> **The tasks**:
1. In the mailing list message about curproc removal, what kind of machine is producing the kernel warnings?
2. Continue the mailing list message about curproc removal from its last line.

> **Page extract**:
════════════════════

Subject: Re: curproc removal (NFS, ...)
To: None <tech-kern@NetBSD.org>
From: David Young <dyoung@pobox.com>
List: tech-kern
Date: 05/24/2004 12:40:12
On Mon, May 24, 2004 at 07:00:26PM +0200, Matthias Drochner wrote:
> 
> Hi -
> I'm getting tons of kernel warnings now on a -current diskless box:
> nfs_send: proc botch: rep 0x0 arg 0x0 curproc 0xc71dc1d0
> nfs_send: proc botch: rep 0x0 arg 0x0 curproc 0xc71dc008
> nfs_send: proc botch: rep 0x0 arg 0x0 curproc 0xc7e068f4
> [...]
> 
> Looking at the reason I've found 3 NFS calls for now which pass
> a 0 proc* down:
> -the asynchronous readahead (nfssvc_iod)
> -the sillyrename stuff (nfs_removeit)

════════════════════

> **Position annotation records**:
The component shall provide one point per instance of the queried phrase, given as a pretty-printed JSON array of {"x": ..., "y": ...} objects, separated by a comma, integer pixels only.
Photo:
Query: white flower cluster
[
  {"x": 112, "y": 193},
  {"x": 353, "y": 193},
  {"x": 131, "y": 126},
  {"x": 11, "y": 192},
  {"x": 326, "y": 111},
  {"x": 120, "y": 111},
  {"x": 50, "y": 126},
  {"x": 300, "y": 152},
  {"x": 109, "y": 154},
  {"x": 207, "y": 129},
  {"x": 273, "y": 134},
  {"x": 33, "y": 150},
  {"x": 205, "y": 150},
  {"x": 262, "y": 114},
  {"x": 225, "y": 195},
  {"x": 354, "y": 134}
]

════════════════════

> **Answers per task**:
1. A -current diskless box.

2.
> -readlink
> 
> This appears easily fixed, but it is not obvious what the
> proc pointer is used for in every case. This might be:
> -scheduling (ultimatively to be passed to ltsleep())
> -access rights
> -accounting
> -address space for virtual addresses

A programmer here in Urbana has convinced me that passing "blobs" of
state like struct proc is a Bad Idea precisely because it makes the
code hard to read and re-factor later.  In this instance, if the three
NFS calls had passed only the scheduling, access rights, accounting,
or address space parts of the proc, then the function of the calls would
be much more clear.

(BTW, passing around softc in drivers is a bad practice that I intend
to break myself of.)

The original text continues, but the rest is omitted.